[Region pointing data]
━━━━━━
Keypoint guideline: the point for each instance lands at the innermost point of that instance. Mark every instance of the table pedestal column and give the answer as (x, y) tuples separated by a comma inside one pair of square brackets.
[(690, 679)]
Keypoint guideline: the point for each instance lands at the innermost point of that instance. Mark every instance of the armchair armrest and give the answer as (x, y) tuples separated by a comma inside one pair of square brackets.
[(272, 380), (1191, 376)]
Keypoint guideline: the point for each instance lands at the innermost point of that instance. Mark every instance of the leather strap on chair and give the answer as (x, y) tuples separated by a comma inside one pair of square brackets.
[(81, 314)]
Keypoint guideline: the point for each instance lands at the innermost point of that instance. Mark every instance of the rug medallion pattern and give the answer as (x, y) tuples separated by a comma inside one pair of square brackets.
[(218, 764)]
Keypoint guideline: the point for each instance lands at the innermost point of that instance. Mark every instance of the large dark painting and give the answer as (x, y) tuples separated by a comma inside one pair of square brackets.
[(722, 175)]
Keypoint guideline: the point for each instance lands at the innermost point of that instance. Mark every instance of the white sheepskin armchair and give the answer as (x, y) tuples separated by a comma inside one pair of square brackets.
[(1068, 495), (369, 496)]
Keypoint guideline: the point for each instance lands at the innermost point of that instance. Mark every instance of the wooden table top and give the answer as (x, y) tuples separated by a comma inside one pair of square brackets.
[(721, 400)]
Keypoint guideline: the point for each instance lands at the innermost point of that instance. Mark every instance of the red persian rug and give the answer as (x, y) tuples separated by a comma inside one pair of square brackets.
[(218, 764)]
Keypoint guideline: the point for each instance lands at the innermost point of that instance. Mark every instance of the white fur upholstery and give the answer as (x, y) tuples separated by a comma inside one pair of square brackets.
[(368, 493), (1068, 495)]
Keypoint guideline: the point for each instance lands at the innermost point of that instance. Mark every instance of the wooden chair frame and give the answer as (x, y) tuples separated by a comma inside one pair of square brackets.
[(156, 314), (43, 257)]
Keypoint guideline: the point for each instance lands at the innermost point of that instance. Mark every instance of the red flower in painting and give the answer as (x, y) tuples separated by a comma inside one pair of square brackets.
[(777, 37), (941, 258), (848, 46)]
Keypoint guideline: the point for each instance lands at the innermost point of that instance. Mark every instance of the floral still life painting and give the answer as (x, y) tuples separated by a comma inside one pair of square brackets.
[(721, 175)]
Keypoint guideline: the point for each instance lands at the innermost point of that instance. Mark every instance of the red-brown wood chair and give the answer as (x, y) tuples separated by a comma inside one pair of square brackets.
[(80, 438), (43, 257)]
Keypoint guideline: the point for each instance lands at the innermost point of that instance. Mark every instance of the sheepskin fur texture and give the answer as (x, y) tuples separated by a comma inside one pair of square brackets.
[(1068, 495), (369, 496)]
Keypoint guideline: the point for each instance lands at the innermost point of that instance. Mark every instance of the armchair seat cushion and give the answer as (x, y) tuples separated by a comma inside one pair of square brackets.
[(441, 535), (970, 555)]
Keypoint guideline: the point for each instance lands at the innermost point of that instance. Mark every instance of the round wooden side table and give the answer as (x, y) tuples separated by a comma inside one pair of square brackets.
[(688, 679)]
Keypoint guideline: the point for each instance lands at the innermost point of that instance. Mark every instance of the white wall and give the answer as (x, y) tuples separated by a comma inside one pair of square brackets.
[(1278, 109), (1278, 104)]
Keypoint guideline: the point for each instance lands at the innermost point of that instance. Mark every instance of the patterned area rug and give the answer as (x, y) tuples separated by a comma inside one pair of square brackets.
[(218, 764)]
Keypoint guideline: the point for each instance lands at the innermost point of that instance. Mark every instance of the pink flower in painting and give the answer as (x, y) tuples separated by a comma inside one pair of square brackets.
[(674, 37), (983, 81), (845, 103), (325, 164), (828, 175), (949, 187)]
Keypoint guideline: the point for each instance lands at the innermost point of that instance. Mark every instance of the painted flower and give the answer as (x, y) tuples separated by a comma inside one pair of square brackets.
━━━━━━
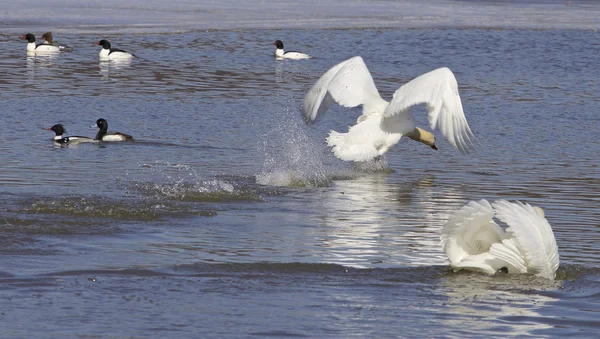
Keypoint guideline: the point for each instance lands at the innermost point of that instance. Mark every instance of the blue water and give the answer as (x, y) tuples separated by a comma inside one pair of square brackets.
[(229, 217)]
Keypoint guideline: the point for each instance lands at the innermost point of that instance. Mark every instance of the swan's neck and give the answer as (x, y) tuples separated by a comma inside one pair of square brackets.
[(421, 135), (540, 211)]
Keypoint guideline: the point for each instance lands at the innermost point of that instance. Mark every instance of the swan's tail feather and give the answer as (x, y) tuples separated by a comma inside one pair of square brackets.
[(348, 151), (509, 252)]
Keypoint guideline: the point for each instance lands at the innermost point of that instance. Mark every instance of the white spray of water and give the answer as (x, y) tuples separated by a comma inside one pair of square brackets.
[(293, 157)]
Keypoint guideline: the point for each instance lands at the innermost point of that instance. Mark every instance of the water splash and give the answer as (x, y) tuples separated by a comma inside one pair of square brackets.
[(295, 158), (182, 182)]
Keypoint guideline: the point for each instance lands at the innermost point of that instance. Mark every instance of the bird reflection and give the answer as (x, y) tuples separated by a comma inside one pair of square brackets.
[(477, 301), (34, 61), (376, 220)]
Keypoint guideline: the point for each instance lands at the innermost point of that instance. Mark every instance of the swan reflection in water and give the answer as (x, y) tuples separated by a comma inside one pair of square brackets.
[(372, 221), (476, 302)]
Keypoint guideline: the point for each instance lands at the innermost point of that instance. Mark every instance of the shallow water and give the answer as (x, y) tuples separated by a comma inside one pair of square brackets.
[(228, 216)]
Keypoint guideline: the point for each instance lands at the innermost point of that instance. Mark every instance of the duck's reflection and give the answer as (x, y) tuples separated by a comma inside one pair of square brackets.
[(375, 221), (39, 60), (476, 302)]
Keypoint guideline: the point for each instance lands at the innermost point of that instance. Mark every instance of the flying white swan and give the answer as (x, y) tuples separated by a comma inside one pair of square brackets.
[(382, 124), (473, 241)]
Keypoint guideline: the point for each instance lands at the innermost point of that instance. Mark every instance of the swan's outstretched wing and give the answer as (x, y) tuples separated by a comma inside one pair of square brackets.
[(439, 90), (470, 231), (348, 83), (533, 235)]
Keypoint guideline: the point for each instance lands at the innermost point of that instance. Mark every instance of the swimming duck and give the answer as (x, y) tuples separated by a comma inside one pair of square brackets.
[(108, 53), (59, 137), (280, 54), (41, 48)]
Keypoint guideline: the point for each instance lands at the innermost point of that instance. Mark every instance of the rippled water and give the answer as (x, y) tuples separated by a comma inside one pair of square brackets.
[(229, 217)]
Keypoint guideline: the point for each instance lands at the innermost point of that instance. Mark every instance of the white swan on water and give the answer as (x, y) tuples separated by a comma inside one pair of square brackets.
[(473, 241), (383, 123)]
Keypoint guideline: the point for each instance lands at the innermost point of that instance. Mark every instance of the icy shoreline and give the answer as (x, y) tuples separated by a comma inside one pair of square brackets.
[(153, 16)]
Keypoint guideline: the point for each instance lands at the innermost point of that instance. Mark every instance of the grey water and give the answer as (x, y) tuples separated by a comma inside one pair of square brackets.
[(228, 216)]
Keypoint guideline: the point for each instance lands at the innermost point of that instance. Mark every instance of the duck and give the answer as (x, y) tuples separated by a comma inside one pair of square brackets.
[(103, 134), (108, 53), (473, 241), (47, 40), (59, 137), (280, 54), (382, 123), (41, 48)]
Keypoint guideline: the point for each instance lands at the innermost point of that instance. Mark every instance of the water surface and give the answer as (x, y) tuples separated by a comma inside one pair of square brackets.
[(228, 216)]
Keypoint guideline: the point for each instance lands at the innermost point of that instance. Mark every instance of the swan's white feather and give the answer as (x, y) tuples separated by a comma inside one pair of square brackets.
━━━━━━
Print, from the entries above, the line with "of the pink", the line with "of the painted" and all lines between them, exactly and with nothing else.

▶ **Problem solution**:
Keypoint guideline: the point for each instance lands at the innermost point of that instance. Mark every instance of the pink flower in painting and give the answer as (x, y) tuples separated by a comma inside one pair of square brackets.
[(674, 37), (983, 81), (845, 103), (325, 164), (828, 175), (949, 187)]
Keypoint guideline: the point for each instance lands at the innermost point of that instance. Mark every instance of the painted flower and give the answer as (x, y) tuples separated by a comma inside one pair of square brackets.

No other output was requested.